*** Opening Given data ***

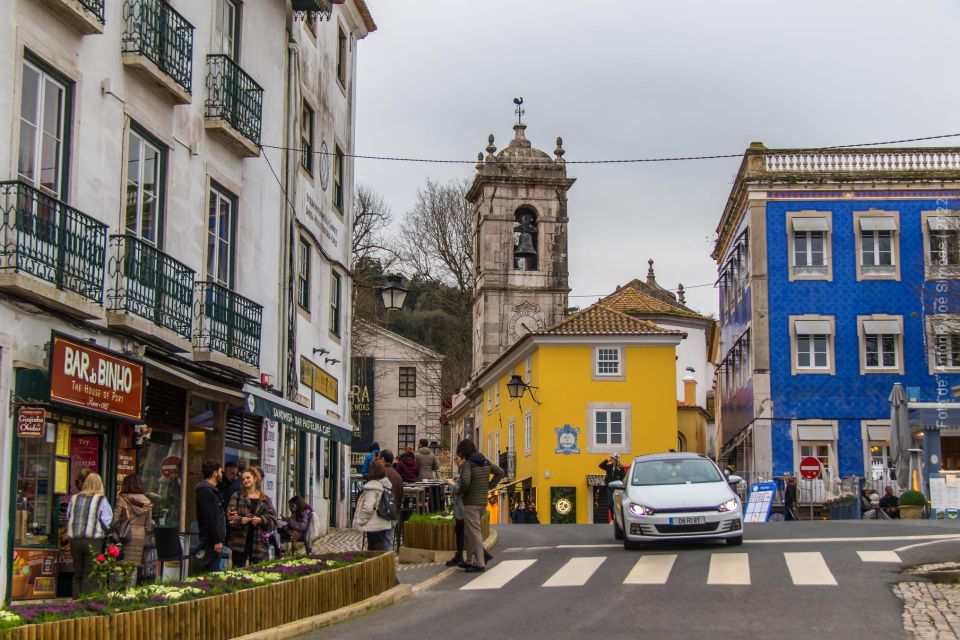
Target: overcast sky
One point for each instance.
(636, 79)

*** Closing Given data ***
*** Opening Given data ***

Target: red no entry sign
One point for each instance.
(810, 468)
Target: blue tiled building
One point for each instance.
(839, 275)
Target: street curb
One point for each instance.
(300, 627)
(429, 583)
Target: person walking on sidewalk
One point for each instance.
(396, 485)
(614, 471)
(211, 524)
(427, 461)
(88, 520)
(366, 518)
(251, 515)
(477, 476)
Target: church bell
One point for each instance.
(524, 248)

*** Closing Given data ***
*** Opening Given data ***

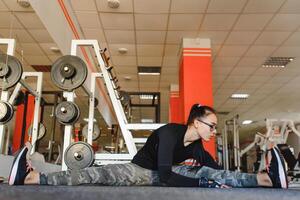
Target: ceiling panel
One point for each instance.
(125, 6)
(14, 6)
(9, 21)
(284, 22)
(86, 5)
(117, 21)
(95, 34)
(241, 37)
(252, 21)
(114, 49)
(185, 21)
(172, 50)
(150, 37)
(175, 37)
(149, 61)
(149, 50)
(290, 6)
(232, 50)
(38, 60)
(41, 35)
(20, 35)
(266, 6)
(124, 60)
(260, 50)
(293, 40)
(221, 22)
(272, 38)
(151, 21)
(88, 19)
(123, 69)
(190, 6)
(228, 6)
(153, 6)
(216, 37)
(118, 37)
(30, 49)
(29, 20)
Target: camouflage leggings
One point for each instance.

*** Closing Given data ***

Exercise description:
Return, from the data, each line that has the word "Target" in it.

Result of the exercise:
Target: overcast sky
Target: red no entry sign
Target: blue tiled building
Target: street curb
Target: person walking on sidewalk
Target: church bell
Target: ceiling panel
Target: camouflage leggings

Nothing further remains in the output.